• **Goal of the exercise**: Arrange the lines below as a numbered list, leaving out any blank lines.

• **Data lines**:
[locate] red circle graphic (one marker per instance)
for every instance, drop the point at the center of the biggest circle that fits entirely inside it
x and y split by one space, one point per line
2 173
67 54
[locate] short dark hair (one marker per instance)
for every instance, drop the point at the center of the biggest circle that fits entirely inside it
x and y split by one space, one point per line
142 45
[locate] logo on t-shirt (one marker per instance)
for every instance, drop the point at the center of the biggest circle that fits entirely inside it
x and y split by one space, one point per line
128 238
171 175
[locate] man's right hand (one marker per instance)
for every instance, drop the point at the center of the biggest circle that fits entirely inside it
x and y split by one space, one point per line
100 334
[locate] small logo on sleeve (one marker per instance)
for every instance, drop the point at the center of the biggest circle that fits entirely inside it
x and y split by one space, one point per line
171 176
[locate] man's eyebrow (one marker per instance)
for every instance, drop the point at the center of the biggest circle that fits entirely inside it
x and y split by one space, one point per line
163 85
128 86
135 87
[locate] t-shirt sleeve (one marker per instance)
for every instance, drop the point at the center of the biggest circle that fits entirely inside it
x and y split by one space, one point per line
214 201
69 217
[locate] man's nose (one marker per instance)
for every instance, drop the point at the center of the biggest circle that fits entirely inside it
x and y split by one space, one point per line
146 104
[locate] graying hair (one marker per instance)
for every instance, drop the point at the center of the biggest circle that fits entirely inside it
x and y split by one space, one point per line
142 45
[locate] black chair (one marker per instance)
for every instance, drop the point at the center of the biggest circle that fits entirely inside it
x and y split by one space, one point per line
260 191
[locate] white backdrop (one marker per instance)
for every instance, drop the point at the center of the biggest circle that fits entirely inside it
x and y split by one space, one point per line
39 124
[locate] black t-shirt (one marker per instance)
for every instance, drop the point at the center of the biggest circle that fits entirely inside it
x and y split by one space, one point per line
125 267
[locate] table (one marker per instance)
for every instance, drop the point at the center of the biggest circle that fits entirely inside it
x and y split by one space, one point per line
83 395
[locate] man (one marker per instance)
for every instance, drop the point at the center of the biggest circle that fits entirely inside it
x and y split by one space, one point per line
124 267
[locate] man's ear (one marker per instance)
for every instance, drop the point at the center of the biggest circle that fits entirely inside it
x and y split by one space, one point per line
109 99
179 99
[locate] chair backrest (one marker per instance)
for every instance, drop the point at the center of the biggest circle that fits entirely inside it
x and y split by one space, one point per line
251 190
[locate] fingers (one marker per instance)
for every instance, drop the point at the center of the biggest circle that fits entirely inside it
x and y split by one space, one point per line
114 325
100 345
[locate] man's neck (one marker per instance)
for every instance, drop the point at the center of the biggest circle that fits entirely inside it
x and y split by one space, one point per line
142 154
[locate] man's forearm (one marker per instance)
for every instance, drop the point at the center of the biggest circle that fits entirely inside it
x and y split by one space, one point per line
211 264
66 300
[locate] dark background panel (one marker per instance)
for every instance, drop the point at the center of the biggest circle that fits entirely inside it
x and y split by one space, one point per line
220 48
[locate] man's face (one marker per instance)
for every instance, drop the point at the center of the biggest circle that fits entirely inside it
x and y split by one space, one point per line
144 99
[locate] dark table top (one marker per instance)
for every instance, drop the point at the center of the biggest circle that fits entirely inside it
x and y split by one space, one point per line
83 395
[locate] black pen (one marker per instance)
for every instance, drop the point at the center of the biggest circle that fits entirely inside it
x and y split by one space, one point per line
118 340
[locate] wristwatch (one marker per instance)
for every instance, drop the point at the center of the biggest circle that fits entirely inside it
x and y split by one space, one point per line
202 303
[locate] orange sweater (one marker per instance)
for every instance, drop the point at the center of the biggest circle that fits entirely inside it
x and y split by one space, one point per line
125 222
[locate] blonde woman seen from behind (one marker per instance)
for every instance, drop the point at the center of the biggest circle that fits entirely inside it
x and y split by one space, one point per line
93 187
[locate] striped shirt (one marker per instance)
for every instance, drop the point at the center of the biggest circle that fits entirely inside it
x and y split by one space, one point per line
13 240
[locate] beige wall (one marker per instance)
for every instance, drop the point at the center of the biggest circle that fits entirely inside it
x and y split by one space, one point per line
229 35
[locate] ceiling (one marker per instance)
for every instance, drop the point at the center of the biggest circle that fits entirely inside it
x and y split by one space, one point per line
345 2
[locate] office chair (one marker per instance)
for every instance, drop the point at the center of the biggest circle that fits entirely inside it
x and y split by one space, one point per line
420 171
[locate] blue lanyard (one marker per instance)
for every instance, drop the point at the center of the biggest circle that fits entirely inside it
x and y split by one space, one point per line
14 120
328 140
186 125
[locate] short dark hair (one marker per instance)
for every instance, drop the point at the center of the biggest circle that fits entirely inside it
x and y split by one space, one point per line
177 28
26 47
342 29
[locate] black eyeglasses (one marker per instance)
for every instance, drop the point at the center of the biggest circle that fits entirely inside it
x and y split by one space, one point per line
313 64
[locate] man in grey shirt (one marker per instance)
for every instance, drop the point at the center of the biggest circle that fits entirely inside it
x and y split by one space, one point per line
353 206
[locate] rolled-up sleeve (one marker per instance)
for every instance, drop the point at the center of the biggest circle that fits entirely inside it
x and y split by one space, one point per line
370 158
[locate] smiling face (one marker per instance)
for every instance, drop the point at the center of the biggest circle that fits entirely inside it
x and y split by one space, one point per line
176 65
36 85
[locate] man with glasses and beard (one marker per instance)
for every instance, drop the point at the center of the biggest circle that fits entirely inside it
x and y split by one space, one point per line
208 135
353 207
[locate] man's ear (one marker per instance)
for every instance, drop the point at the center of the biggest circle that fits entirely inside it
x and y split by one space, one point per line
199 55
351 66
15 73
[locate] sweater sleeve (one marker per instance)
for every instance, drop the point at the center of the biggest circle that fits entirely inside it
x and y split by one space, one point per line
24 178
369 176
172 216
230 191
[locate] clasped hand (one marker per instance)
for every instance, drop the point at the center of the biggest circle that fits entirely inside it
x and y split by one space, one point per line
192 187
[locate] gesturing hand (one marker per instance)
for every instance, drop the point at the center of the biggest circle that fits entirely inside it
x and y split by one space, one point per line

• **Exercise result**:
1. [locate] red circle graphic (one marker per instance)
2. for every instance, drop the point at the center of the biggest circle that fits entirely inside it
3. x and y split by one space, one point per line
4. 2 173
5. 67 54
6. [locate] short dark hair (one marker per instance)
7. for every instance, drop the point at the center of the biggest circle that fits entirely inside it
8. x and y split by one space, one point per line
9. 142 45
10. [locate] logo on t-shirt (one marker per instance)
11. for every instance, drop the point at the center of the biggest circle that fits entirely inside it
12. x and y split by one space, one point per line
13. 128 238
14. 171 175
15. [locate] man's right hand (one marker per instance)
16. for every instance, drop the point at the center of the biggest circle that fits entirely inside it
17. x and y split by one space, one point per line
18. 100 334
19. [locate] small logo on sleeve (one marker per instance)
20. for every instance, drop the point at the center of the biggest circle that fits entirely inside it
21. x and y split by one space, one point per line
22. 171 176
23. [locate] man's eyebrow (one marker per instance)
24. for every instance, drop the point at the center of the biggest circle that fits entirely inside it
25. x and y split by one space, one point per line
26. 163 85
27. 128 86
28. 135 87
29. [locate] t-shirt sleeve (one marker per instance)
30. for every instance, drop the point at the center of the biggest circle that fits entirely inside it
31. x and y split by one space, one point per line
32. 214 201
33. 69 217
34. [locate] man's nose (one marker per instance)
35. for every instance, drop the point at the center of the biggest circle that fits entirely inside it
36. x and y split by one space, one point per line
37. 146 104
38. [locate] graying hair (one marker per instance)
39. for every instance, drop the point at the center of the biggest circle that fits entirely inside it
40. x and y split by one space, one point per line
41. 142 45
42. [locate] black chair (one marker per instance)
43. for every instance, drop the point at the center of the biggest circle that fits entirely inside it
44. x and y split by one space, one point per line
45. 260 191
46. [locate] white backdrop (one marker per instance)
47. for every instance, drop the point at the center of the biggest circle that fits entirely inside it
48. x and y split by one space, one point per line
49. 39 124
50. [locate] black t-shirt (one marker per instance)
51. for every instance, drop the point at the center of the biggest circle that fits entirely inside it
52. x and y split by one space, one point per line
53. 125 267
54. [locate] table (one marker per instance)
55. for every instance, drop the point at the center of the biggest circle that fits entirely inside it
56. x and y split by one space, one point per line
57. 83 395
58. [locate] man (one marker per instance)
59. for every instance, drop the point at the center of the biggest circle that fits entirely inside it
60. x and y split by one space, one point per line
61. 124 267
62. [locate] man's ear (one marker per instance)
63. for every instance, drop the point at the center of the biggest circle that fits entirely inside it
64. x and y split by one space, one point per line
65. 109 99
66. 179 99
67. [locate] chair backrest (one marker per instance)
68. for every instance, drop the point at the center of the biggest circle that fits entirely inside it
69. x and y split by one space, one point per line
70. 251 190
71. [locate] fingers (one marker per instance)
72. for every instance, drop the point at the center of the biggest circle that fits entirely inside it
73. x and y split by one space, one point per line
74. 114 325
75. 100 345
76. [locate] man's neck (one marker per instance)
77. for every instance, drop the point at the center of the biggest circle that fits entirely inside it
78. x and y split by one space, one point per line
79. 142 154
80. [locate] man's forearm (one marker per instance)
81. for every instance, drop the point at the center of the biggest circle that fits entirely inside it
82. x and y split by one space, one point per line
83. 211 264
84. 66 300
85. [locate] dark background panel (one marker per instance)
86. for every instance, drop the point at the center of the biggest circle that fits entirely inside it
87. x and y split by one space, one point per line
88. 220 48
89. [locate] man's face (one marker per instance)
90. for every instance, drop the point at the center of the biggest circle that fits entirely inside it
91. x and y split by one space, one point per line
92. 144 99
93. [locate] dark table top (one marker per instance)
94. for every instance, drop the point at the center of the biggest circle that fits entirely inside it
95. x and y split by one space, one point per line
96. 83 395
97. [locate] black pen (one marker per instance)
98. for every instance, drop the point at the center of the biggest circle that fits entirely inside it
99. x and y split by one space, one point per line
100. 118 340
101. [locate] wristwatch (one marker per instance)
102. for every instance, drop the point at the center of the biggest circle that fits entirely inside it
103. x and y split by one space, one point per line
104. 202 303
105. [locate] orange sweater (one marker per instance)
106. for every instance, drop the point at the center of the biggest circle that fits entirely inside it
107. x and y split by one space, one point per line
108. 125 222
109. [locate] blonde woman seen from behind (one marker per instance)
110. for every instance, drop the point at the center of the biggest circle that fits entirely inside it
111. x and y split by one space, one point per line
112. 93 187
113. [locate] striped shirt (one marker per instance)
114. for every instance, drop the point at the center of the biggest circle that fits entirely inside it
115. x and y split by one space, one point per line
116. 13 240
117. [locate] beige wall (one marker per instance)
118. for every instance, drop the point at the center of the biggest circle that fits entirely inside it
119. x and y split by one space, one point per line
120. 229 35
121. [locate] ceiling (one marker per instance)
122. for every instance, drop the point at the center of the biggest circle that fits entirely inside it
123. x and y split by one space, one point per line
124. 345 2
125. [locate] office chair (one marker per instance)
126. for every instance, drop the point at the center of the biggest circle that fits entirely inside it
127. x and y split by one space, one point per line
128. 420 171
129. [locate] blue lanyard (one marker per instance)
130. for every instance, drop the point at the center of the biggest circle that fits entirely inside it
131. x and y split by one space, one point per line
132. 14 120
133. 328 140
134. 186 125
135. [locate] short dark hair (one marker per instance)
136. for every instance, drop the point at the center of the biggest circle that fits entirely inside it
137. x and y split by one space, one point per line
138. 177 28
139. 26 47
140. 342 29
141. [locate] black eyeglasses (one marker per instance)
142. for every instance, drop the point at the center of the biggest circle that fits entirely inside it
143. x and y split by one space, one point per line
144. 313 64
145. [locate] man in grey shirt (one marker per instance)
146. for every instance, drop the point at the center of the biggest circle that fits entirely inside it
147. x and y split by one space, one point per line
148. 353 206
149. [locate] rolled-up sleeve (one marker per instance)
150. for every instance, drop the point at the center of the biggest circle that fits entirely inside it
151. x and y split by one space, one point per line
152. 370 158
153. [locate] smiling face (one marker per instance)
154. for every instance, drop the point at the center of the biggest circle that fits entirely inside it
155. x and y split by one space, one point per line
156. 176 65
157. 36 85
158. [locate] man with glasses and beard (one marker per instance)
159. for every instance, drop the point at the center of the biggest circle that fits entirely inside it
160. x and y split by one space, one point per line
161. 208 135
162. 353 207
163. [locate] man's ear (one marker per instance)
164. for every instance, drop the point at the center of the biggest circle that fits entirely inside it
165. x and y split by one space, one point per line
166. 199 55
167. 351 66
168. 15 73
169. [locate] sweater sleeve (one marker per instance)
170. for every instance, drop the point at the center of the biggest circle that fits entirely inside it
171. x and y split by one space, one point per line
172. 24 178
173. 369 176
174. 172 216
175. 230 191
176. [locate] clasped hand (one marker per instance)
177. for every instance, drop the point at the center of the biggest circle that fits entirely inside it
178. x and y split by one space, one point per line
179. 192 187
180. [locate] gesturing hand (one marker per instance)
181. for every instance, drop the point at the center of the biggest circle that fits entirely inside it
182. x and y split by one space, one point per line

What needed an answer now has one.